- **Provided text**
- - - - -

Surely the possibilities of parentheses as creative counterpoint have never before been displayed so skillfully. But even as God second-guesses his literary approach with these asides, he inadvertently reveals his new, unaccustomed vulnerability. “I am God,” he keeps pointing out. But his declarations are increasingly a defensive response. God is falling. Falling in love with a human has pulled him into the larger embrace of humanity.

This omnipotent presence flailing against the pull of earthly love is, in its modern ambivalence, as intriguing as Zeus transforming himself into a swan or a shower of gold, his female prey into a cow or a tree. Sartori writes of this interspecies affair with a waggish literal-mindedness that reveals the inevitable melancholy of any two mismatched beings trying to outwit their separateness. All encompassing and all powerful, God is constrained when dealing with Daphne. His awareness of that contradiction is used eloquently by Sartori for both comic and tragic effect, sometimes in the same sentence. At one point, watching Daphne weep over her lost job, God writes, “I almost have a lump in my throat watching her weep like that. Omnipotence: it also means having a lump in your throat without having a throat.”

- - - - -

- **Data listing**

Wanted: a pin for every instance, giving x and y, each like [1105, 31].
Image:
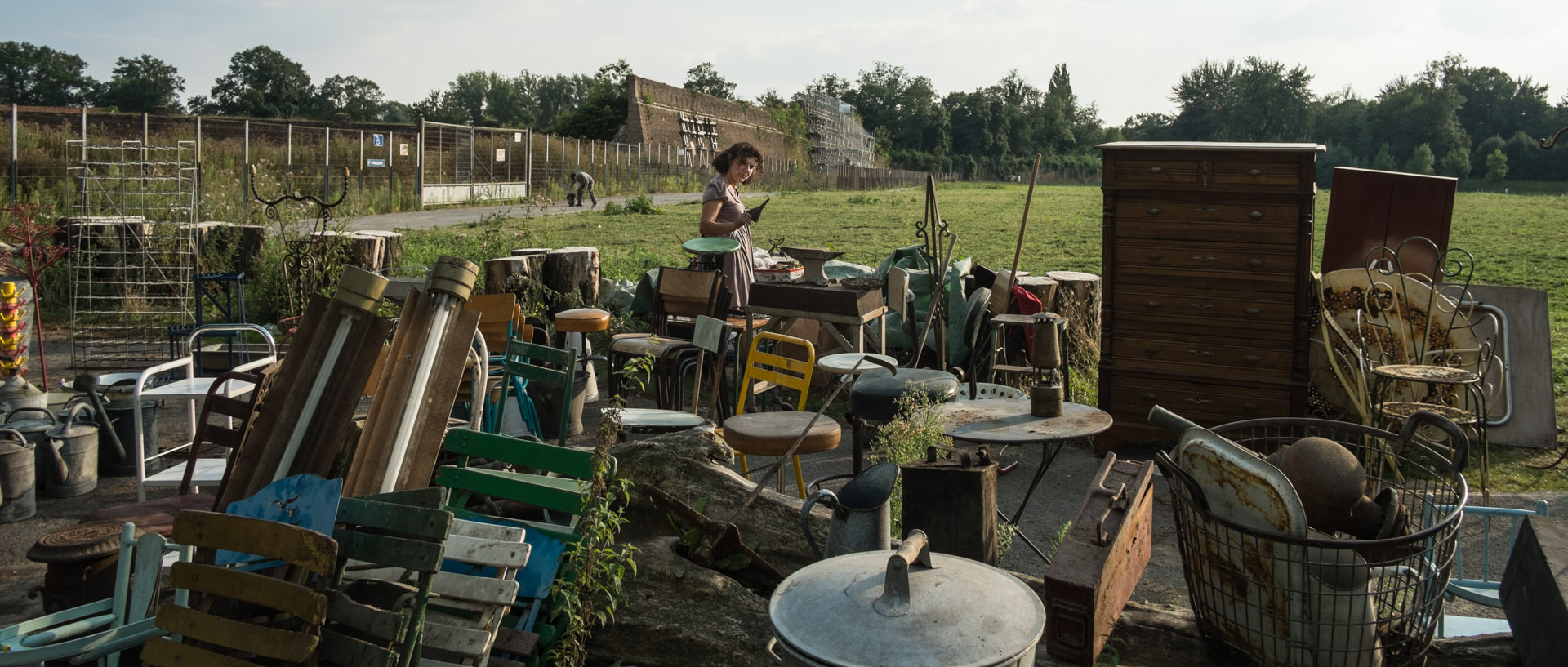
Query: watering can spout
[862, 515]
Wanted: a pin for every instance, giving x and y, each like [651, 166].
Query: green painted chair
[555, 368]
[390, 549]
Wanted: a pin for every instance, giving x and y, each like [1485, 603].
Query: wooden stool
[582, 322]
[772, 434]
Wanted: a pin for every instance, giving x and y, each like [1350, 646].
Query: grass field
[1518, 240]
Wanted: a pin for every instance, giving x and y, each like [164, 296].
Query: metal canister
[18, 478]
[903, 608]
[71, 448]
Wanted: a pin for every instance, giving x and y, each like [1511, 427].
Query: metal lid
[30, 426]
[951, 612]
[80, 542]
[73, 426]
[710, 245]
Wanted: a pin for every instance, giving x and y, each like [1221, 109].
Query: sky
[1123, 56]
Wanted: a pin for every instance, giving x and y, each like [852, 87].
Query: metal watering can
[862, 518]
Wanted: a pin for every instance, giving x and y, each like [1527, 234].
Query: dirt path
[452, 216]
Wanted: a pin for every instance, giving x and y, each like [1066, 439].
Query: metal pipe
[451, 282]
[358, 291]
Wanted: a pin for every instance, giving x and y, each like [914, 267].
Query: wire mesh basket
[1324, 602]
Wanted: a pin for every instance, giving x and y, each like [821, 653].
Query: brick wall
[654, 118]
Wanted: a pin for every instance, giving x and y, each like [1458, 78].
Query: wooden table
[847, 312]
[1007, 421]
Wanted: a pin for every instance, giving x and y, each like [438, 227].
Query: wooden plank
[165, 651]
[252, 588]
[494, 553]
[521, 451]
[255, 536]
[514, 641]
[488, 531]
[455, 639]
[394, 552]
[349, 651]
[281, 644]
[480, 589]
[405, 520]
[380, 624]
[511, 486]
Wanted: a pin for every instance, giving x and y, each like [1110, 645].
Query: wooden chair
[1479, 559]
[221, 426]
[683, 295]
[557, 489]
[474, 590]
[528, 362]
[375, 614]
[773, 433]
[98, 631]
[225, 627]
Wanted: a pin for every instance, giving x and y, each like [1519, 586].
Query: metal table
[1007, 421]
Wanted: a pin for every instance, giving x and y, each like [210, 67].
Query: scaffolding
[132, 251]
[836, 133]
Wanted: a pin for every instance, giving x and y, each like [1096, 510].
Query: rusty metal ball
[1327, 476]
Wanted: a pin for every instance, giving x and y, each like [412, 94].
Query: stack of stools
[875, 398]
[571, 326]
[80, 563]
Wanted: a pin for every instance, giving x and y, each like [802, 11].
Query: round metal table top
[1426, 373]
[710, 247]
[1007, 421]
[843, 362]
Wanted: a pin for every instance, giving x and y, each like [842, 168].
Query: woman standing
[724, 215]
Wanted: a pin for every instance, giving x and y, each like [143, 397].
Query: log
[572, 269]
[1078, 298]
[513, 274]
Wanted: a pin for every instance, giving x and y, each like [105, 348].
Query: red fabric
[1026, 303]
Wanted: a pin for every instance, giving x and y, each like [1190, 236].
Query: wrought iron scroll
[308, 260]
[1552, 141]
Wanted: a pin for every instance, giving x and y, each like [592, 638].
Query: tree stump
[1078, 298]
[391, 247]
[572, 276]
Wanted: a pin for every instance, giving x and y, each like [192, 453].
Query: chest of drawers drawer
[1252, 266]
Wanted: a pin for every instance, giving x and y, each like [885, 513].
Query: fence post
[196, 202]
[419, 163]
[13, 153]
[245, 174]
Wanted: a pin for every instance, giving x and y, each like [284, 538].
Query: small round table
[1007, 421]
[843, 363]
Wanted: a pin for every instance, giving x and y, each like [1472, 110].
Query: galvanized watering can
[862, 518]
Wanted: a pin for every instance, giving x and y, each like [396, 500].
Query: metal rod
[1012, 276]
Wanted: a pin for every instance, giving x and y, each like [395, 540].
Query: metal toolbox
[1099, 559]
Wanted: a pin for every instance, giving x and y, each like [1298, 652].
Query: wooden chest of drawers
[1208, 282]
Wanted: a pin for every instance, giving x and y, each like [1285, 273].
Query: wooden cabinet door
[1371, 209]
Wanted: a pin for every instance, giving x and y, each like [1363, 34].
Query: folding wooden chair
[228, 629]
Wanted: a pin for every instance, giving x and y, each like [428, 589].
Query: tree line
[1452, 118]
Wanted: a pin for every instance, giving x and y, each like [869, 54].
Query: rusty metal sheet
[1099, 561]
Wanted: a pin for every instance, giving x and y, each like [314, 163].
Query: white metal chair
[189, 389]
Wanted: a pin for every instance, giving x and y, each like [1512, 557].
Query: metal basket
[1325, 602]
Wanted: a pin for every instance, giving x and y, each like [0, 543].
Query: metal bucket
[18, 500]
[862, 515]
[71, 456]
[124, 420]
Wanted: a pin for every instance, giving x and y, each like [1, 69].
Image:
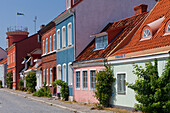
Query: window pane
[85, 79]
[121, 87]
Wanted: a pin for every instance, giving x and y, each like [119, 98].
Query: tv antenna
[35, 20]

- - - - -

In the passage about God and Daphne, what does God say omnipotence also means? The lines above are separate material from the passage about God and Daphne.

Having a lump in your throat without having a throat.